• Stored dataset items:
- - -

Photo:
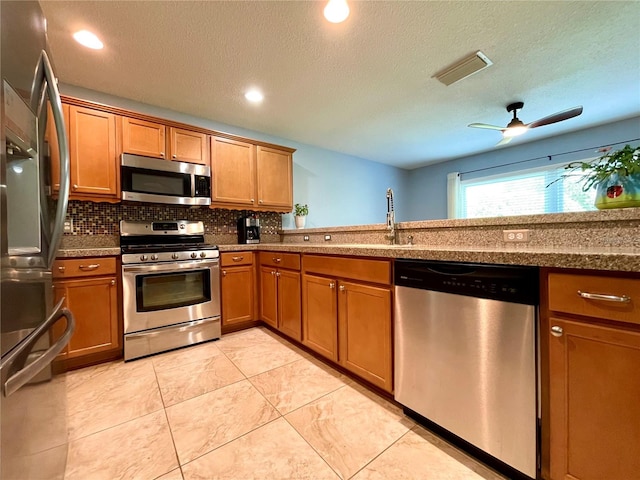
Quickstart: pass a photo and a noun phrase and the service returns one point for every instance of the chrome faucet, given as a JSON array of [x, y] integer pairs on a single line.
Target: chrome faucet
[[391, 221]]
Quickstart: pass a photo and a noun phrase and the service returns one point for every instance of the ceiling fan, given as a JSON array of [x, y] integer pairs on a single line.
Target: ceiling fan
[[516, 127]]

- - -

• Instructions for the task:
Output the entries above verbatim, leaving out images.

• Written solution:
Photo:
Quickstart: pass a photo and a noun phrase and the service returns one point for every instance of the chrome faucet, given as a JSON array of [x, y] integer pairs on a single line.
Target: chrome faucet
[[391, 221]]
Quickstart: pass a photo and a noun phrase and the service returns one point for every instance of the ceiling fan, given as a JSON array of [x, y] integer pairs on a single line.
Target: ceiling fan
[[516, 127]]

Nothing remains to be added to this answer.